### THE EXERCISE
Tally the lines in the rows below that contain the string "screen". How many are there? Give only the number.

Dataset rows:

***

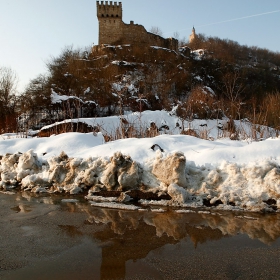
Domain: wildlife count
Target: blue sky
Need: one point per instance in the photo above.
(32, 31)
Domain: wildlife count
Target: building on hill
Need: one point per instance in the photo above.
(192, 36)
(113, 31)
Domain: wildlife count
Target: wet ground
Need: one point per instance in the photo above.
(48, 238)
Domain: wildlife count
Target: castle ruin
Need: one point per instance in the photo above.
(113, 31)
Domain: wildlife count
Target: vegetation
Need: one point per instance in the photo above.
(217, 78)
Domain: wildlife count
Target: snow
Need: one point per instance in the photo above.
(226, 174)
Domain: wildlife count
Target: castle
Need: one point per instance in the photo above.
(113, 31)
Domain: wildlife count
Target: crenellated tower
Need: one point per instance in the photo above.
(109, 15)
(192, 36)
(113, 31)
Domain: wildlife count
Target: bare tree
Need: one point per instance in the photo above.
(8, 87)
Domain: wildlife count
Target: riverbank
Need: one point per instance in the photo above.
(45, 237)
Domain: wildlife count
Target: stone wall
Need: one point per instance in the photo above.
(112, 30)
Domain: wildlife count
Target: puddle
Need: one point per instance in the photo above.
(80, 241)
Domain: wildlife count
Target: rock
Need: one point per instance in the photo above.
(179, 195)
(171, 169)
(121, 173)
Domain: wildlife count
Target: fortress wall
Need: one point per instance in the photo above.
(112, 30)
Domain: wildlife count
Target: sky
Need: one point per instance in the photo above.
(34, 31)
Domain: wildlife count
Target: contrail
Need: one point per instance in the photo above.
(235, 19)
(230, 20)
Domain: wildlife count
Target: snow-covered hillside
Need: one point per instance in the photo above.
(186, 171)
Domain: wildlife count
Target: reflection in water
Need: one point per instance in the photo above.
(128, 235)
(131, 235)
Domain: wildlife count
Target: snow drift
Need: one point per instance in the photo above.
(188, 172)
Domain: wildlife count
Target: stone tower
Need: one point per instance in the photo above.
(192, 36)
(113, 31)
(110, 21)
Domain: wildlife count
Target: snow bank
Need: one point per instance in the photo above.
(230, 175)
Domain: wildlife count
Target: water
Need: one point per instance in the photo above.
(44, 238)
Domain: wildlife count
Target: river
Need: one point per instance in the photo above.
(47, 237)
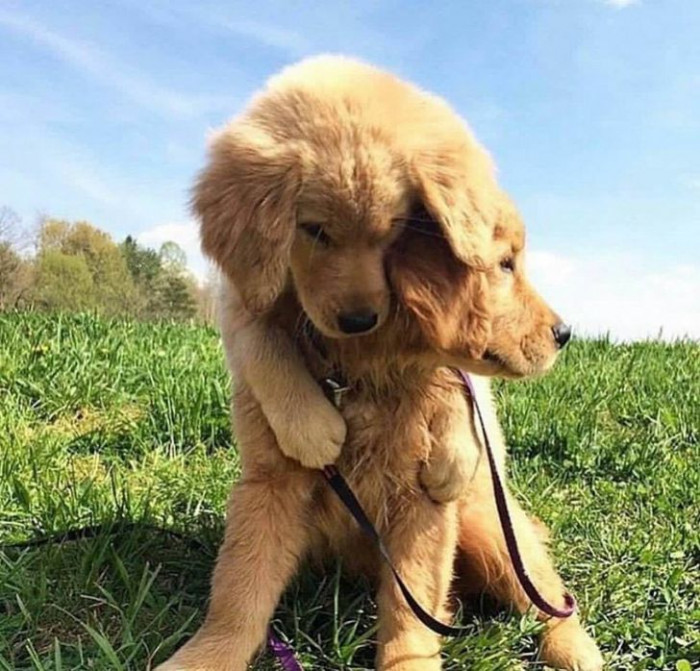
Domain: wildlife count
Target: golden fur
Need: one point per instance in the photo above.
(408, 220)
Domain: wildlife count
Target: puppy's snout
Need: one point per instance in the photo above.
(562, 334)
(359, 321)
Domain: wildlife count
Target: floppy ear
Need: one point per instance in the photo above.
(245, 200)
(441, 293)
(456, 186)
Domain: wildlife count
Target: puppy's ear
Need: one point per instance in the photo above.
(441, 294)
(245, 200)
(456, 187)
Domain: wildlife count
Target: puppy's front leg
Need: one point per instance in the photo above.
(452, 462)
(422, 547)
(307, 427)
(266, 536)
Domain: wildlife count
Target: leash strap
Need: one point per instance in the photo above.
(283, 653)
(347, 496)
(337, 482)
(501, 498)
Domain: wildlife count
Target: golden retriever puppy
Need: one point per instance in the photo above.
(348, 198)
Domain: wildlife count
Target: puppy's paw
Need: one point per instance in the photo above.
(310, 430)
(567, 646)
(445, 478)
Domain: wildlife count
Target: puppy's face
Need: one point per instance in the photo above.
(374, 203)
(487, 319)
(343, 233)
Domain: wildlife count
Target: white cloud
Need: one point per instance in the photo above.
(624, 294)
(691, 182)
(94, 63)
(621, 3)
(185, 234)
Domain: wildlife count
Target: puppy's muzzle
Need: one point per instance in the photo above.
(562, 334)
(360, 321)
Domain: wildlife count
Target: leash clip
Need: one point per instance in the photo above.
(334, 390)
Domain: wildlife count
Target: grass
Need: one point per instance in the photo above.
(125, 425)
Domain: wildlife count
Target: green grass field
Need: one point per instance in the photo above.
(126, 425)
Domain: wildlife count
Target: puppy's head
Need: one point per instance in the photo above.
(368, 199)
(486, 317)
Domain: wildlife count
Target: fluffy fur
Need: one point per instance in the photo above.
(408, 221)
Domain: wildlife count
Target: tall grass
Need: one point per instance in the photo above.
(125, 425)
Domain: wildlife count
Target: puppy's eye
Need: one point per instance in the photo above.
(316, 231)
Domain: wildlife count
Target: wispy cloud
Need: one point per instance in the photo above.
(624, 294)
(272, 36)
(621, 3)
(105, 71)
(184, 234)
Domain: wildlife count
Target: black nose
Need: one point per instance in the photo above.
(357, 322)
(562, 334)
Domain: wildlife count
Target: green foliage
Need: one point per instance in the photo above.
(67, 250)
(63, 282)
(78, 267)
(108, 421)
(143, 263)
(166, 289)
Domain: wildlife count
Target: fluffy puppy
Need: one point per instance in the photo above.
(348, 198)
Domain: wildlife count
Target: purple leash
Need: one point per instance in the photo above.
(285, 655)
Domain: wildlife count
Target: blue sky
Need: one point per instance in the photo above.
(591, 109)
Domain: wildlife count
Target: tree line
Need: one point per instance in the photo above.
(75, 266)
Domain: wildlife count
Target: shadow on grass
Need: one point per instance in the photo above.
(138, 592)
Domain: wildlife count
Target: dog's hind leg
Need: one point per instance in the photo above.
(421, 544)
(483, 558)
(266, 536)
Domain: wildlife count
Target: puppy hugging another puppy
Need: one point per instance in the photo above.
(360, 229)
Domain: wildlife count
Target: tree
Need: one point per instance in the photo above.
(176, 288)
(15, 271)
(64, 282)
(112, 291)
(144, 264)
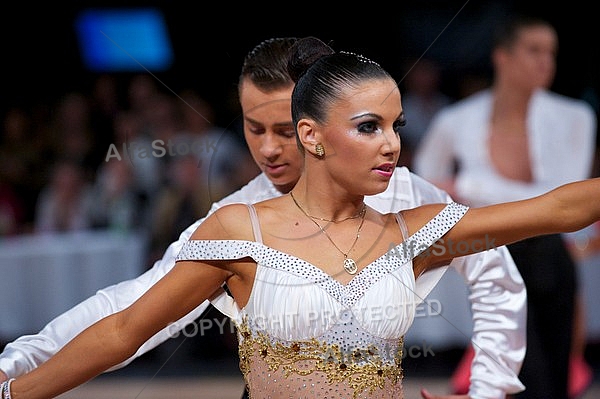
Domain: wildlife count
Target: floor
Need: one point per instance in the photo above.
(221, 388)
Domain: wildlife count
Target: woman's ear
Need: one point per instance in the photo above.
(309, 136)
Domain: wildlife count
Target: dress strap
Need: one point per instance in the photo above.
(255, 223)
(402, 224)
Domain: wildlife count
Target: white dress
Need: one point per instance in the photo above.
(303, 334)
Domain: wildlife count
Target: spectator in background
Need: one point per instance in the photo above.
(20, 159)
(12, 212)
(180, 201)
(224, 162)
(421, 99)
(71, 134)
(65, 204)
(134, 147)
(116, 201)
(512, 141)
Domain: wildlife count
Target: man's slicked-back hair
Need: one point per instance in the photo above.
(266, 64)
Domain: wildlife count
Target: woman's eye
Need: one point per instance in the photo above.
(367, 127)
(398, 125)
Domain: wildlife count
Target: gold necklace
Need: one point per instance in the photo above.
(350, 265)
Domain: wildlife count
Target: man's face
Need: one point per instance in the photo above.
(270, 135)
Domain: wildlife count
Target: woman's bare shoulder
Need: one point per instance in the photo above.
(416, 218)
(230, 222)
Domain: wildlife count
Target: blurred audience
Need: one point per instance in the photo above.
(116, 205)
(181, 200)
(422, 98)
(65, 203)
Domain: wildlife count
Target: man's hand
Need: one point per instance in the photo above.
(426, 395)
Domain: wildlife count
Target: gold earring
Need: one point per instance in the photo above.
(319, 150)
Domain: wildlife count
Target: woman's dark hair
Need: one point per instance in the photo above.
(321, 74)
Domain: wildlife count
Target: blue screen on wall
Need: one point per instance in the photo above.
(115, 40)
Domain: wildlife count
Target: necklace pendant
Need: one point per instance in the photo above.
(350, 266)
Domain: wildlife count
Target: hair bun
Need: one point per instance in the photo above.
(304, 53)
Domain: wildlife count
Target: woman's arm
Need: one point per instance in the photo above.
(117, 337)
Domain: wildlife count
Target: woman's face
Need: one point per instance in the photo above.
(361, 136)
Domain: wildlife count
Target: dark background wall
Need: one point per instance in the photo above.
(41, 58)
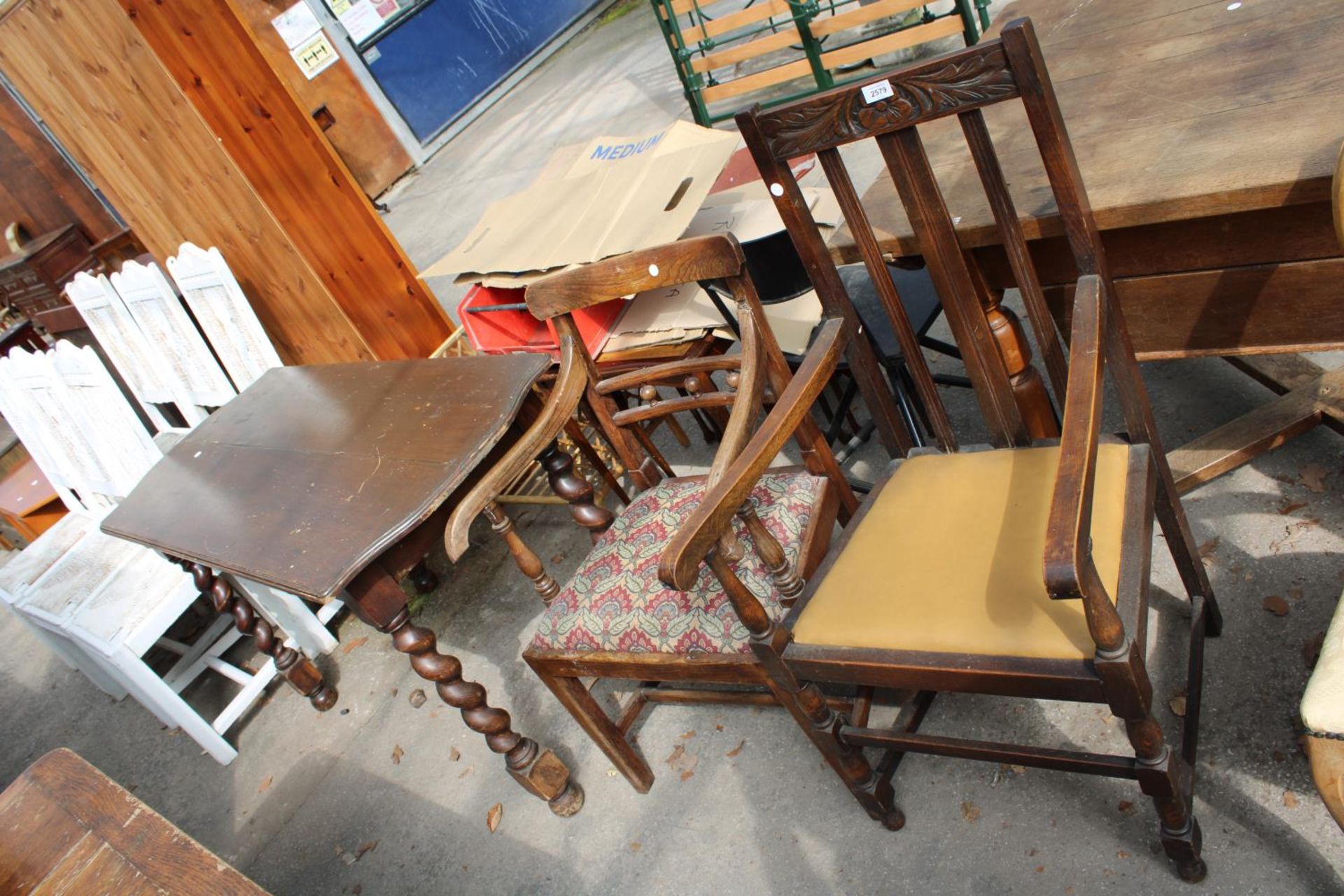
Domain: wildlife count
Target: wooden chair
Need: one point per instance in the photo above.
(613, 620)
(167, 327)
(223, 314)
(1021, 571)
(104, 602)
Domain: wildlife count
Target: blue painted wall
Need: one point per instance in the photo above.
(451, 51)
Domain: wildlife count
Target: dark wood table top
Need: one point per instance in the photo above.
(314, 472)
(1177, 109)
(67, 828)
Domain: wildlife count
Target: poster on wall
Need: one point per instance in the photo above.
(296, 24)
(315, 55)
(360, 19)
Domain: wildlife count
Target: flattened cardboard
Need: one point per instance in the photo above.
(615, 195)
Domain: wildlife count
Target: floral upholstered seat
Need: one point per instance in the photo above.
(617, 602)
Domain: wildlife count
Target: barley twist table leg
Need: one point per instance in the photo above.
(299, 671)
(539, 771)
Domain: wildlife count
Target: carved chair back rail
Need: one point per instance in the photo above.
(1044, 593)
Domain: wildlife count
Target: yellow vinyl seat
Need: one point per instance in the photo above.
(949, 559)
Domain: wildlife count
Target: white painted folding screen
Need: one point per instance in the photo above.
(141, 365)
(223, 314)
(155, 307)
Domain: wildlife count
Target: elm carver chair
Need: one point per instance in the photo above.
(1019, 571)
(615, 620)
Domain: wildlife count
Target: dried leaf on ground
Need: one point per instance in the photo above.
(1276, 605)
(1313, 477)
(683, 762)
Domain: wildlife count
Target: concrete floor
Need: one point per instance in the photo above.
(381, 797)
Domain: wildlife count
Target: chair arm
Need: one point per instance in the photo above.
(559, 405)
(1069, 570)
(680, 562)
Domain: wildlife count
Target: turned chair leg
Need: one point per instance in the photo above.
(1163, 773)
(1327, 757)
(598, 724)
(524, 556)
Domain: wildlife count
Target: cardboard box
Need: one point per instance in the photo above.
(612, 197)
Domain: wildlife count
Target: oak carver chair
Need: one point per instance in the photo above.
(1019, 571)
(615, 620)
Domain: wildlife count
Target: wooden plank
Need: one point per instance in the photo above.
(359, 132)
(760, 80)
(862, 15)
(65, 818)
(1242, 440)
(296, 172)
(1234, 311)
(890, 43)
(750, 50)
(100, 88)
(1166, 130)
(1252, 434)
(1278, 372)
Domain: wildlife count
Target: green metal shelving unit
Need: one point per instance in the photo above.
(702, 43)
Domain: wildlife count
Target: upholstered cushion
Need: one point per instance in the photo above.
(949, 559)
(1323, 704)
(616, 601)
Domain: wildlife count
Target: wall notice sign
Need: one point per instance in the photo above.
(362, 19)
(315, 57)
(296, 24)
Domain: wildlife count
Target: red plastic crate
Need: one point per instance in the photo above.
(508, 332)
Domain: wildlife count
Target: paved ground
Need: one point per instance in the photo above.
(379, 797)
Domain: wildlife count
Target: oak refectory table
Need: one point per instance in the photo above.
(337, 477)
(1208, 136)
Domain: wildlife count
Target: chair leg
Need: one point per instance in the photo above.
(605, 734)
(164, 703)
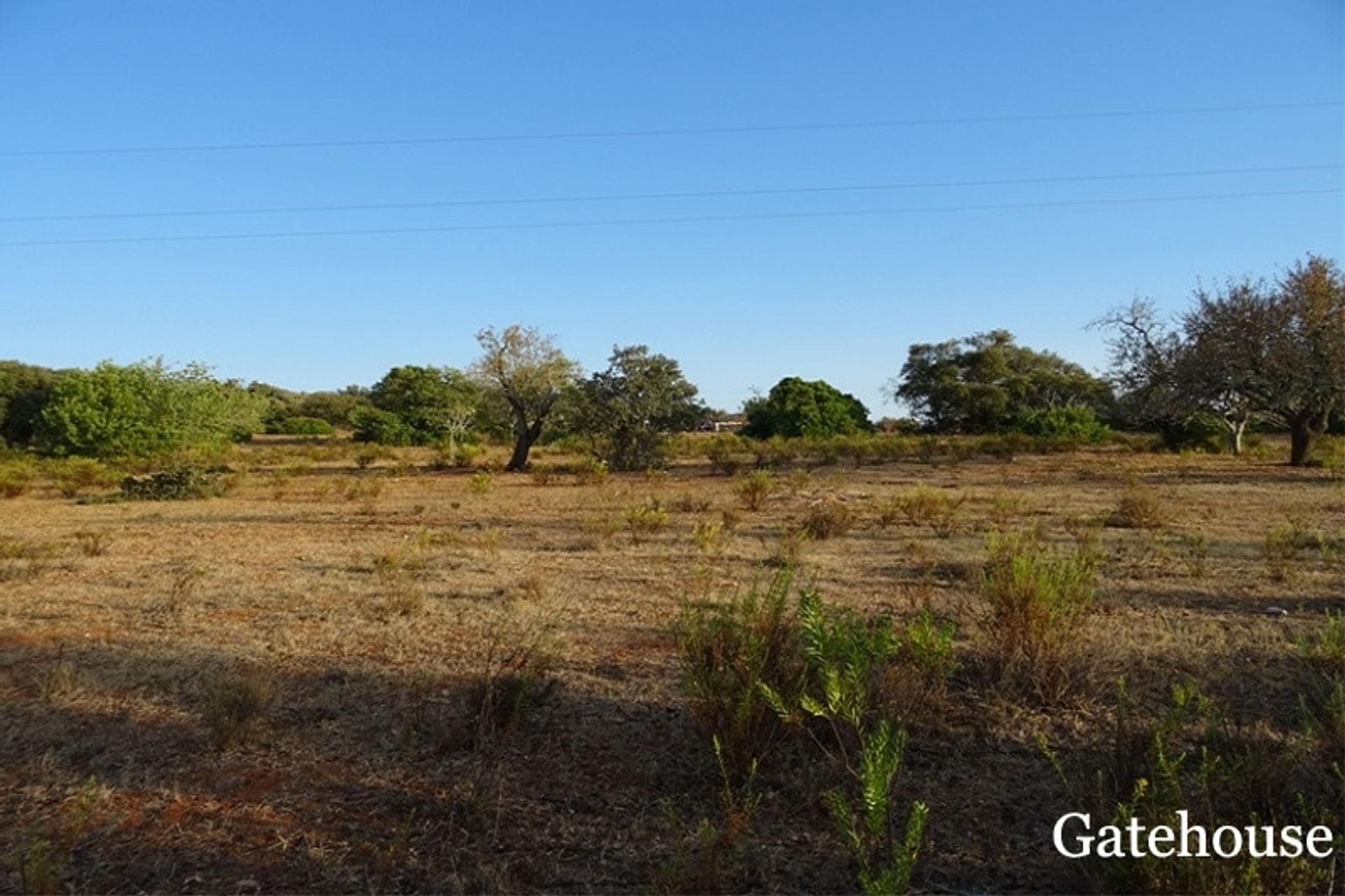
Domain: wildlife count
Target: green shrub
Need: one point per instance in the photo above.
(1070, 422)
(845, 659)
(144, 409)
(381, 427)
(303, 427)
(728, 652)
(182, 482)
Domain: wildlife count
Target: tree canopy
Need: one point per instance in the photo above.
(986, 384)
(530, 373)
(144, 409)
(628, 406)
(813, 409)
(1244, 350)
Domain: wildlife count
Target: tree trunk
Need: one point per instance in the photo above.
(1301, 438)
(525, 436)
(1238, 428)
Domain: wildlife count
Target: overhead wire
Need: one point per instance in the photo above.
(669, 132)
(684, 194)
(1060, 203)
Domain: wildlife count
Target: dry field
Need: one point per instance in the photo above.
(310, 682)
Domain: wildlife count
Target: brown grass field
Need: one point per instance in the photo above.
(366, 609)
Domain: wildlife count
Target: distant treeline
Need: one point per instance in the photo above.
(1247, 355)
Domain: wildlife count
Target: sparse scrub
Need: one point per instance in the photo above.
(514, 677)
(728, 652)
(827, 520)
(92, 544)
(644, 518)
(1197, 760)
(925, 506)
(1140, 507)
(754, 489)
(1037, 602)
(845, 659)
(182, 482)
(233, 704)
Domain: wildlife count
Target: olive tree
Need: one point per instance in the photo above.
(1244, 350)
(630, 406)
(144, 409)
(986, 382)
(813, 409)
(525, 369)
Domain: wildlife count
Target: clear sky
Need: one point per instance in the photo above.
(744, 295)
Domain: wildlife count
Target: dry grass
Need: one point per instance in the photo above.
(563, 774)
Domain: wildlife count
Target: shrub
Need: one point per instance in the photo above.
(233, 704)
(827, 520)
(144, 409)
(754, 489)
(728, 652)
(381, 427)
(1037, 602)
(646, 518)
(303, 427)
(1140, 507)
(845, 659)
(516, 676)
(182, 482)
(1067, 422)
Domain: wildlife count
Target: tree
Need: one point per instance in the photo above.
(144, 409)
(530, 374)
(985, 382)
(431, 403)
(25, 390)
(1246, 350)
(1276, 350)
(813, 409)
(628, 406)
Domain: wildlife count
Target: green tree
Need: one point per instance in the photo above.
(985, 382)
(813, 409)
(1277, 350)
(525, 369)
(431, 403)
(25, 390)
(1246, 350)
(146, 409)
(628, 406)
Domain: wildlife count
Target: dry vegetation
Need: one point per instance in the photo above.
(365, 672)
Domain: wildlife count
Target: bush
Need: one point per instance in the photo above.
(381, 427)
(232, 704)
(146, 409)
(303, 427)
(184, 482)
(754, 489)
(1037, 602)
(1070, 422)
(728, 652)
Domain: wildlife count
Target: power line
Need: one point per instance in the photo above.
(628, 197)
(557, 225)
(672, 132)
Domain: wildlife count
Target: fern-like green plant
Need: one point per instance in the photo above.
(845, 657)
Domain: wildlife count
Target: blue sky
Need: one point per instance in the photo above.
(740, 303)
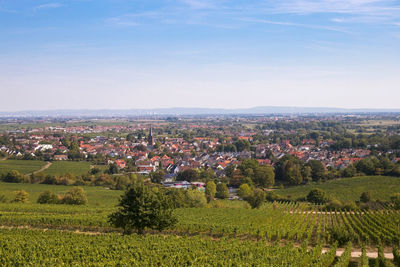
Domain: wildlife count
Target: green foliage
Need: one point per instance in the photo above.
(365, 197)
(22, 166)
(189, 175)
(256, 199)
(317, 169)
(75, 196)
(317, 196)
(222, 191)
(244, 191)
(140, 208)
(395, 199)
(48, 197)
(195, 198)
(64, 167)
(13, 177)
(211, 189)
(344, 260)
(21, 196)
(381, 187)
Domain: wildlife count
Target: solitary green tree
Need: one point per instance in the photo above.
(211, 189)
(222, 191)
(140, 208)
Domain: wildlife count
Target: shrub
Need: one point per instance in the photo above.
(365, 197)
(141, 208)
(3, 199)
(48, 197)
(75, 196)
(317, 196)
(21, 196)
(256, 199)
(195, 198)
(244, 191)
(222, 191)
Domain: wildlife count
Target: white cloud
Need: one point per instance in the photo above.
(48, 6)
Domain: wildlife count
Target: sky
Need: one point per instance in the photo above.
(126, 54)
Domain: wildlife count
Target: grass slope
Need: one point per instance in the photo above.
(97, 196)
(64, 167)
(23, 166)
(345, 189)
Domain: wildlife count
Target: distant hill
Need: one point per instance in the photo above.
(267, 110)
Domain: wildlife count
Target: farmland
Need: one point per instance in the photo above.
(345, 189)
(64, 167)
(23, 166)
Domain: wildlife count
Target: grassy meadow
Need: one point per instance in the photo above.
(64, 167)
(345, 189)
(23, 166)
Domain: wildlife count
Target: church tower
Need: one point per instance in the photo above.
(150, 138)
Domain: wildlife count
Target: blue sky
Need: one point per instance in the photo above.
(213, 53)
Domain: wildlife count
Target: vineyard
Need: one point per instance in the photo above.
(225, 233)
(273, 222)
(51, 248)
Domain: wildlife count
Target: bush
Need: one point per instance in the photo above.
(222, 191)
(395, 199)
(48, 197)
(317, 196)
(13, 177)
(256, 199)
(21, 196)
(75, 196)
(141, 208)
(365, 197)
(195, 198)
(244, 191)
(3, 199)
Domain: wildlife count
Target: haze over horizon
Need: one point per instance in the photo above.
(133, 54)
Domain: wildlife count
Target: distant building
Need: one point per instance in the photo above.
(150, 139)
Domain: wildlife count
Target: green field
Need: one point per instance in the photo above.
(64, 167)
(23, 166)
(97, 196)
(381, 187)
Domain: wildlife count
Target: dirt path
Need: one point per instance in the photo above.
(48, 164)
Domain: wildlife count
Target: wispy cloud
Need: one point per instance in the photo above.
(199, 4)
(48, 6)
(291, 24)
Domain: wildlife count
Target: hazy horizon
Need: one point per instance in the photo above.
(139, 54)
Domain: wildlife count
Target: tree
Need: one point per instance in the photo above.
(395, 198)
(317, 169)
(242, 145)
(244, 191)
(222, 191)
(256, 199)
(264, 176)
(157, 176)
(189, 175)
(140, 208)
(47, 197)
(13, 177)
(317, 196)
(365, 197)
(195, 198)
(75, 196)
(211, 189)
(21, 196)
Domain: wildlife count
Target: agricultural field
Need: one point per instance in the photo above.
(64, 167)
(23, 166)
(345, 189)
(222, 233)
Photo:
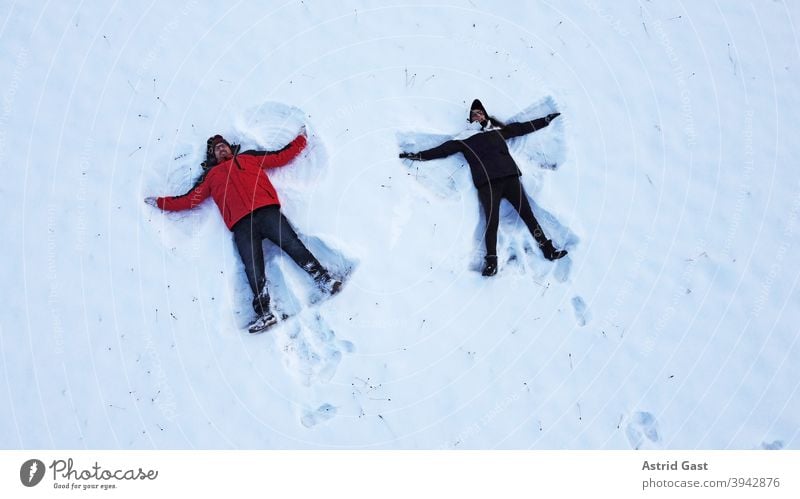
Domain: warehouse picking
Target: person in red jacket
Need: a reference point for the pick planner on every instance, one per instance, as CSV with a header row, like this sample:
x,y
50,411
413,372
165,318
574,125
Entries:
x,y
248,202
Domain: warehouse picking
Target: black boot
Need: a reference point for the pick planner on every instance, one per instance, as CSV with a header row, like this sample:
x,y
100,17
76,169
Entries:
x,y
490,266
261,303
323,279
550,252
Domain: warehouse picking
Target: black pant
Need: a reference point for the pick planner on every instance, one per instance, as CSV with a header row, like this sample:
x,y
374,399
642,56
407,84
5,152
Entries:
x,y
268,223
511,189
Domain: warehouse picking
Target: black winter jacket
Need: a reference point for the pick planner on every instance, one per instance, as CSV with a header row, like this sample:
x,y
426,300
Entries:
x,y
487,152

***

### COMPLETE RESPONSE
2